— Start of Selected passage —
You are expected to use this module via the Bio.Align functions.

class Bio.Align.bigpsl.AlignmentWriter(target, targets=None, compress=True, extraIndex=(), cds=False, fa=False, mask=None, wildcard='N')

Bases: Bio.Align.bigbed.AlignmentWriter

Alignment file writer for the bigPsl file format.

fmt: Optional[str] = 'bigPsl'
__init__(target, targets=None, compress=True, extraIndex=(), cds=False, fa=False, mask=None, wildcard='N')

Create an AlignmentWriter object.

Arguments:
  • target - output stream or file name.

  • targets - A list of SeqRecord objects with the chromosomes in the

    order as they appear in the alignments. The sequence contents in each SeqRecord may be undefined, but the sequence length must be defined, as in this example:

    SeqRecord(Seq(None, length=248956422), id=”chr1”)

    If targets is None (the default value), the alignments must have an attribute .targets providing the list of SeqRecord objects.

  • compress - If True (default), compress data using zlib.

    If False, do not compress data.

  • extraIndex - List of strings with the names of extra columns to be

    indexed. Default value is an empty list.

  • cds - If True, look for a query feature of type CDS and write

    it in NCBI style in the PSL file (default: False).

  • fa - If True, include the query sequence in the PSL file

    (default: False).
— End of Selected passage —
» Exercise aim
Extend the bigPsl writer documentation past its last line, keeping the same style. You won't need the records that come next.
— Start of Items —
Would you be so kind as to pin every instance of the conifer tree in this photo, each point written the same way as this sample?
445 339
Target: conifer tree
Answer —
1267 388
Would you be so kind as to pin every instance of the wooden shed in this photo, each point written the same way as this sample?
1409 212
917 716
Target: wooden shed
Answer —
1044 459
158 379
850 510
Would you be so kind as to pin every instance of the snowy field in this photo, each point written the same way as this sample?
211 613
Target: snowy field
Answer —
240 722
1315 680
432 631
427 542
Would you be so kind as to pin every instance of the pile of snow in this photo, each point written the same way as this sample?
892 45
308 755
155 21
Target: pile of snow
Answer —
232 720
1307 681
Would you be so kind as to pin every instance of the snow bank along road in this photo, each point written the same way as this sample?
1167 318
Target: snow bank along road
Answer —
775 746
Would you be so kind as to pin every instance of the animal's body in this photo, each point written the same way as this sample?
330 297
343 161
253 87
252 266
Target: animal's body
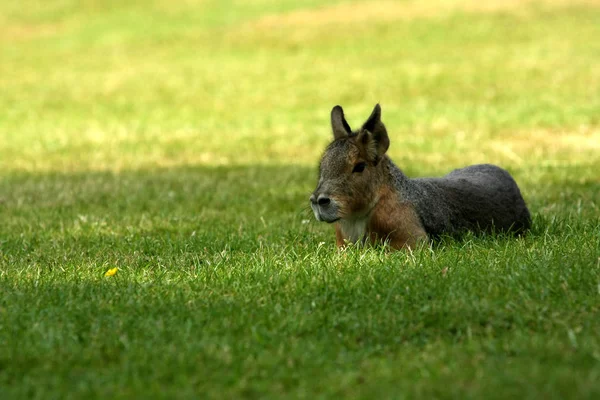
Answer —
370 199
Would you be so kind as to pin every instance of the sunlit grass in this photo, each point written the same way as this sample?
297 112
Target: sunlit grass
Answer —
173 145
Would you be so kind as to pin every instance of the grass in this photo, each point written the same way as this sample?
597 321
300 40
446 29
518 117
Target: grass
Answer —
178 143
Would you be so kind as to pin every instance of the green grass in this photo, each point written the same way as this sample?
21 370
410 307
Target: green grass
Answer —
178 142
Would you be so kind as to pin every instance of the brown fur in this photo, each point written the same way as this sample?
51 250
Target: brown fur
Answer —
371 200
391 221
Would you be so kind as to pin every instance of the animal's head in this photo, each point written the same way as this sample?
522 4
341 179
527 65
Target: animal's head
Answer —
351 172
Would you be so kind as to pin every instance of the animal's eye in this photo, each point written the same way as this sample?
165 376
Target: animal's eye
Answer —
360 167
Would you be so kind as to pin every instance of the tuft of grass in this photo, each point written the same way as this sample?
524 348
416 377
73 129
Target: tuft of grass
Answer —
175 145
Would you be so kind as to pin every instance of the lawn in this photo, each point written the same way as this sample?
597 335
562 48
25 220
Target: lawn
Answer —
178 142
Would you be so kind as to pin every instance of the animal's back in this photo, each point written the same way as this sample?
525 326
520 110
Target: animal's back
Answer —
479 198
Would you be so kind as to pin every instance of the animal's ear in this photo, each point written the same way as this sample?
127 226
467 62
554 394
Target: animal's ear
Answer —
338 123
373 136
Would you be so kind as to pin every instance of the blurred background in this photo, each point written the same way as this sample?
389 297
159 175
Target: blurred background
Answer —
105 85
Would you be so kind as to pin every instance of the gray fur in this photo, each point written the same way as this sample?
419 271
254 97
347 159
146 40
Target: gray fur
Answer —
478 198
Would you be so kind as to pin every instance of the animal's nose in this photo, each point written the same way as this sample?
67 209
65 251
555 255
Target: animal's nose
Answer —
— End of Items —
— Start of Items —
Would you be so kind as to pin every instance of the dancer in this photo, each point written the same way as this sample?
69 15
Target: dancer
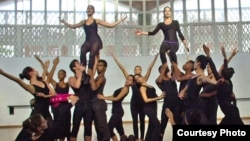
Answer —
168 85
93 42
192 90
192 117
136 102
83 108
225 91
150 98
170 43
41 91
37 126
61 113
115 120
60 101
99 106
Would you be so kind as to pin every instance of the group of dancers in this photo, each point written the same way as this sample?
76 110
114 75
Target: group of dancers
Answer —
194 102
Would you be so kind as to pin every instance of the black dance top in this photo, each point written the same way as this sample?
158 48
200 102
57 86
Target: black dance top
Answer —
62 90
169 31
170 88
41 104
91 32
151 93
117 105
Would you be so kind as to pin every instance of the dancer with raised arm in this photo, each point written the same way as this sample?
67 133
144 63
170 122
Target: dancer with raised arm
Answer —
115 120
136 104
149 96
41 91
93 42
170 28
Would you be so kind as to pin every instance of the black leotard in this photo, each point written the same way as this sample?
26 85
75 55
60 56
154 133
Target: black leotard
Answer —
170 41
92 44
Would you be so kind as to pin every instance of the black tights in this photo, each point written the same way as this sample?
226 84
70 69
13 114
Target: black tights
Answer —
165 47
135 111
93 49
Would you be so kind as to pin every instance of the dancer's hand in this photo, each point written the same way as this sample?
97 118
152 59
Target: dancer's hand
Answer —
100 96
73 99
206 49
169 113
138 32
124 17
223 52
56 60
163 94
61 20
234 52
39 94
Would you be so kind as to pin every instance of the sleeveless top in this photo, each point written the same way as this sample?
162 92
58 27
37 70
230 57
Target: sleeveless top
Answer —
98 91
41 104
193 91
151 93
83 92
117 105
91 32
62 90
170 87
— End of Items —
» The result
  • mask - Specify if repeat regions in the target sequence are

    masked and should be reported in the repMatches field instead of in the matches field. Acceptable values are None : no masking (default); “lower”: masking by lower-case characters; “upper”: masking by upper-case characters.

  • wildcard - Report alignments to the wildcard character in the

    target or query sequence in the nCount field instead of in the matches, misMatches, or repMatches fields. Default value is ‘N’.

write_file(stream, alignments)

Write the file.

__abstractmethods__ = frozenset({})
__annotations__ = {'fmt': 'Optional[str]'}
class Bio.Align.bigpsl.AlignmentIterator(source)

Bases: Bio.Align.bigbed.AlignmentIterator

Alignment iterator for bigPsl files.

The pairwise alignments stored in the bigPsl file are loaded and returned incrementally. Additional alignment information is stored as attributes of each alignment.

fmt: Optional[str] = 'bigPsl'
__abstractmethods__ = frozenset({})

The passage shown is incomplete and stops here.